*Exercise*
Going through the records that follow, please count the lines with "child" in them and give only the count.

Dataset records
------------------------
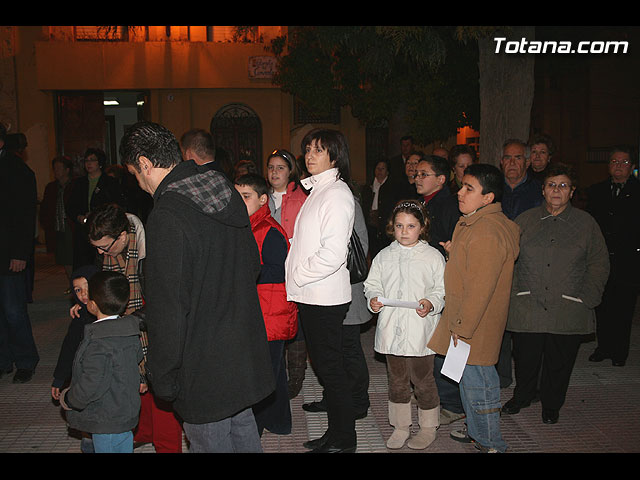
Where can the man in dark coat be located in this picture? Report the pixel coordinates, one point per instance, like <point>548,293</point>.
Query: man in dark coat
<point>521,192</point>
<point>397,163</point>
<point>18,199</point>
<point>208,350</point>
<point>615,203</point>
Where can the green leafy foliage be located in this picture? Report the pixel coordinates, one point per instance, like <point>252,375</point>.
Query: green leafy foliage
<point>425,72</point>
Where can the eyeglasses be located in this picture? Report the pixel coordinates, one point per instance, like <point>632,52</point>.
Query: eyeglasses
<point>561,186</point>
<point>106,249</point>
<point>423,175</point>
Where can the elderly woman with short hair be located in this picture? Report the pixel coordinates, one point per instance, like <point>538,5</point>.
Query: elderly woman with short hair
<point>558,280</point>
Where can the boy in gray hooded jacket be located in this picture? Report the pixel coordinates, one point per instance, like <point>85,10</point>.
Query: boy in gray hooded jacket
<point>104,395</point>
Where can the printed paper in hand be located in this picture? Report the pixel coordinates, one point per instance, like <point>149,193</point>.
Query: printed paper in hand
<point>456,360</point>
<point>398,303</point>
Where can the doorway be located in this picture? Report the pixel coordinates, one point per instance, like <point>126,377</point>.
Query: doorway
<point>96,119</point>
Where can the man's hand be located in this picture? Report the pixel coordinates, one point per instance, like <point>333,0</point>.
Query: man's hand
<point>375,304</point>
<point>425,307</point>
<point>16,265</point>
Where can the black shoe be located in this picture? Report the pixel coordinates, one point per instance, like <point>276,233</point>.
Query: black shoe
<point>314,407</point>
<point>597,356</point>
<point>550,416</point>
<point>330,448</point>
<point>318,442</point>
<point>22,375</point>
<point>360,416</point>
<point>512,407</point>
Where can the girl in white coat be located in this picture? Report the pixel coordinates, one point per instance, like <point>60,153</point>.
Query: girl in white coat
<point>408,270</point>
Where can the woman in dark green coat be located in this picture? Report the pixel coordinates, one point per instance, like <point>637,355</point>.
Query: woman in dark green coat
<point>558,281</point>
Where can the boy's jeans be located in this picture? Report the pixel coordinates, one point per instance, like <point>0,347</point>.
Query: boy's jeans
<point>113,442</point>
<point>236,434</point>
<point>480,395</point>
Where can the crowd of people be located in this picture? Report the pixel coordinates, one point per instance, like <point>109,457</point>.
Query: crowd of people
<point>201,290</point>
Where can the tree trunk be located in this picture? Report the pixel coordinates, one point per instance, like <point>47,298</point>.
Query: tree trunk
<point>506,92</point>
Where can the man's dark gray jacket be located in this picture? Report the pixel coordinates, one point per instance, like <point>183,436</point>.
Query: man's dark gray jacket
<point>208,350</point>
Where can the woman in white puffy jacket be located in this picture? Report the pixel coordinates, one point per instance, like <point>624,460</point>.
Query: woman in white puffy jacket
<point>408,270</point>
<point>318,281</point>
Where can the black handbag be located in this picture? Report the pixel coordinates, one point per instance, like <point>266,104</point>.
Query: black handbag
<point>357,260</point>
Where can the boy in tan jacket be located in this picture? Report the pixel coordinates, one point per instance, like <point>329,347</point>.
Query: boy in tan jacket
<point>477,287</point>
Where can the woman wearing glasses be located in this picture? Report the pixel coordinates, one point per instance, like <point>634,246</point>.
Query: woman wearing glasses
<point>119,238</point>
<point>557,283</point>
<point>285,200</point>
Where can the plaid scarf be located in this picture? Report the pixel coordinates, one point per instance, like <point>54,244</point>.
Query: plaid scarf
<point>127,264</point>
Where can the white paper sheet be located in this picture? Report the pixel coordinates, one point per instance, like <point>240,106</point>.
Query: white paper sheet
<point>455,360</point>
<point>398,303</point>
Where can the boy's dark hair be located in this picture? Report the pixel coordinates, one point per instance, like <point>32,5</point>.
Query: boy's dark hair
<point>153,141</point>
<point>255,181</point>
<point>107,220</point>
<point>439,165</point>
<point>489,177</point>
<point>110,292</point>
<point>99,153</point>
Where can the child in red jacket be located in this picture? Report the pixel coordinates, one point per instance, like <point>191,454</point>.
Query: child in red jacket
------------------------
*Result of the exercise*
2